>> start Quoted text

We run selection programs for growth-loving businesses, to gather the best high-performance team out there. Last week, we hit the end stage for a crucial function at one of our corporates with only two top candidates left. Both ran smiling through the same selection process, but came out surprisingly different.

That's where we advised our customer to create two new functions in his team to give these distinctive talents a place. Double the investment, but also double the opportunities they would bring. The CEO took it in for a few days, and said yes.

Yet another difference arose: while one candidate already nodded YES (oh yeah, including the enthusiastic noises) in taking the job WITHOUT even knowing the financial rewards, the other candidate rejected the salary proposition at first sight.

The CEO, who ofcourse was included in the process, threw up his hands in complete horror.

"We cannot lose this perfect candidate!"

While we were not planning to lose the candidate, we did not move the salary proposal. Not a dime. Why? Because the initial first move may never be because of money.

The financial proposal was neat, according to current salary standards. The candidate ranked high, and ofcourse you can invest in this as an employer. But is money the motivation? Then you'll never find the full intrinsic motivation in your team member from day one.

Employee rewards systems - it's all about the money

While we all have our basic needs to be fulfilled properly, intrinsic motivation goes deeper and stretches longer. Employee rewards are all about this.

Scientific research is divided and suggests a combination of both extrinsic and intrinsic rewards. Our experience in the field tends to lean to the following succesfull receipt of employee happiness:

Put on those speed goggles

First of all, there's a simple question: do you want to work with this individual? If the answer is (still) yes, prepare to think like him or her. Only when you see one's world, you can understand and respond properly to its needs.

Work - life balance

Not only in terms of meditation, there's a work-life balance. There's also a work-life balance in rewards. Make a cross comparison of two questions:

  1. What salary does one need to maintain current life standards?

  2. What salary does one regularly earn in this function and niche?

Now you have a decent salary to start with. When one is living like a King, and your regular salary scale is not up for it, ask yourself again: do I really want to work with this individual?

>> end Quoted text
>> start Provided information

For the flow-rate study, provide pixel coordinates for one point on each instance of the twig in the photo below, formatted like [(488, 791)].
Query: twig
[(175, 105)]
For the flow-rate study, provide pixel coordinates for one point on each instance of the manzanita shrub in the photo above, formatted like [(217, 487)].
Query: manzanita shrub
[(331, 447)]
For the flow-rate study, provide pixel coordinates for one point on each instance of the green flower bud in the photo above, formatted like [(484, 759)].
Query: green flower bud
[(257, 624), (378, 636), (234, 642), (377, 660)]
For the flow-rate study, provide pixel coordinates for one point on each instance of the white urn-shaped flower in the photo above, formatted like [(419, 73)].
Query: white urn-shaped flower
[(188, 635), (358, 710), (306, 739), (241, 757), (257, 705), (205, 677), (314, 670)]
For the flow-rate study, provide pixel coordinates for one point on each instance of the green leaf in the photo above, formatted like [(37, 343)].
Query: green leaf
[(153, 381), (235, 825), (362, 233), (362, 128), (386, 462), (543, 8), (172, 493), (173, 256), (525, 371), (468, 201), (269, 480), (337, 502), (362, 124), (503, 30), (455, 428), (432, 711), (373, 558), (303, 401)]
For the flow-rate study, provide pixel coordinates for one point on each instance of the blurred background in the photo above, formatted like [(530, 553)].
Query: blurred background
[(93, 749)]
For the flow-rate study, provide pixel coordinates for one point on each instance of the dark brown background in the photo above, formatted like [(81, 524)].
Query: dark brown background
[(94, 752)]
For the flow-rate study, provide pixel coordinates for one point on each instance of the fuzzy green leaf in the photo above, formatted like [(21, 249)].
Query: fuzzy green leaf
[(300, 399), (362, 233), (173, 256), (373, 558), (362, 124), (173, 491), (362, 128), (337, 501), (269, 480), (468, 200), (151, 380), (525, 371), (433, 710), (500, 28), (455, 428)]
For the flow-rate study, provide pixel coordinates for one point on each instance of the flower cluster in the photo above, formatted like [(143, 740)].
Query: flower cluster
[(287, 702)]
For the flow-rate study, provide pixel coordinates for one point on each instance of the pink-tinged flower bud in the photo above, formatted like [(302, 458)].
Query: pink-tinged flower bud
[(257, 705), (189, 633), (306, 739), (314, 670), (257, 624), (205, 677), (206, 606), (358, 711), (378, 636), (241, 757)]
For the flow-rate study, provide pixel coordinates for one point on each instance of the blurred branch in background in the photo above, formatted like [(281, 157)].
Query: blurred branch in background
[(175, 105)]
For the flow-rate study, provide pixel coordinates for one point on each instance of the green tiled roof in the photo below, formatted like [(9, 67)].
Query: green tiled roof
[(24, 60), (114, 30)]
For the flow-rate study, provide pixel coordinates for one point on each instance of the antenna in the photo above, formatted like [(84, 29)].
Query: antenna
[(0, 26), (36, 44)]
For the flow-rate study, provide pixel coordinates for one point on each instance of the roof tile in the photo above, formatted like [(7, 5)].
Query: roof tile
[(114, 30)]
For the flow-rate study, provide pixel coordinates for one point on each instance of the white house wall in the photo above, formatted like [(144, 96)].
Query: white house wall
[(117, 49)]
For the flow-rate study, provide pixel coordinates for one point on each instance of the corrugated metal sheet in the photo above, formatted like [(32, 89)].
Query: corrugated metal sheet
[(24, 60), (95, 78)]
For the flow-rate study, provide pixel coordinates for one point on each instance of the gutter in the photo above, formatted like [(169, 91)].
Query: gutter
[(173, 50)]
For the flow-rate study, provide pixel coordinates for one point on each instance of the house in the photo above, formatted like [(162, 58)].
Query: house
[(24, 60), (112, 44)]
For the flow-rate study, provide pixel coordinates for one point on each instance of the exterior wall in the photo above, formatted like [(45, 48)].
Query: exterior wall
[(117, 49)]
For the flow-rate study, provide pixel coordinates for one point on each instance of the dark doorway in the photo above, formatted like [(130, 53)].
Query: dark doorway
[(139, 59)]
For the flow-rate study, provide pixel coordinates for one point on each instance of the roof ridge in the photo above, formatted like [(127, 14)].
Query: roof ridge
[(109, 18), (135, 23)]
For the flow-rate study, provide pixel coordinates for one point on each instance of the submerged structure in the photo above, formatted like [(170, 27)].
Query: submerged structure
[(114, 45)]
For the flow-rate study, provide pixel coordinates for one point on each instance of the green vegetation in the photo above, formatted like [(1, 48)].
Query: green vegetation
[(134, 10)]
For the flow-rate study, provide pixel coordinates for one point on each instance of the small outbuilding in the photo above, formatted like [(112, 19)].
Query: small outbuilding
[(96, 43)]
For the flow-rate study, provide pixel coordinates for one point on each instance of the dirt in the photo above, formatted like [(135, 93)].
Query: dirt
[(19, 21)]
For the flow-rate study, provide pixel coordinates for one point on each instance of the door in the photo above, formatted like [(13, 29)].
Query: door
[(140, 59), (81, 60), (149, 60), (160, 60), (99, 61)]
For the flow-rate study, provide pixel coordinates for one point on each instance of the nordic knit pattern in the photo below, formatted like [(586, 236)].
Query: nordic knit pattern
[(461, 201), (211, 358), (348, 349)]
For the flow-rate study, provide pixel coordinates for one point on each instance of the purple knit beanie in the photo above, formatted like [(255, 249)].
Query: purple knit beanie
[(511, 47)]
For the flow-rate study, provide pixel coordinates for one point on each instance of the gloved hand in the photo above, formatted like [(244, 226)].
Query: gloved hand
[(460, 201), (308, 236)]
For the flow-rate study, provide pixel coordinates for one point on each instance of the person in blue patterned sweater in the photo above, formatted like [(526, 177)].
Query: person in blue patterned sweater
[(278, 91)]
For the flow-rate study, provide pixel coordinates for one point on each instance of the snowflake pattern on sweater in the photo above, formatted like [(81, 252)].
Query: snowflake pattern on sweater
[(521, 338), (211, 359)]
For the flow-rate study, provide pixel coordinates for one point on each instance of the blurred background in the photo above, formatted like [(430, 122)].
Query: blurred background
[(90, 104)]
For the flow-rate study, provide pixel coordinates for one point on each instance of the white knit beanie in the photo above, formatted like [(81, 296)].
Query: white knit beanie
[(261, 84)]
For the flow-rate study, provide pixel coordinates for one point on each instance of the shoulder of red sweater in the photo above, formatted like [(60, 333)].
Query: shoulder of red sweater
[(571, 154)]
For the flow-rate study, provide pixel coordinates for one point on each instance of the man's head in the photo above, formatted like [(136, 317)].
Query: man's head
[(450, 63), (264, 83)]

>> end Provided information

Problems to work on:
[1] In the hiring article, what did the CEO do after being advised to create two new functions in his team?
[2] Please transcribe the hiring article from "Put on those" up to and including "current life standards?".

Answers to the problems:
[1] He took it in for a few days and then said yes.

[2]
Put on those speed goggles

First of all, there's a simple question: do you want to work with this individual? If the answer is (still) yes, prepare to think like him or her. Only when you see one's world, you can understand and respond properly to its needs.

Work - life balance

Not only in terms of meditation, there's a work-life balance. There's also a work-life balance in rewards. Make a cross comparison of two questions:

  1. What salary does one need to maintain current life standards?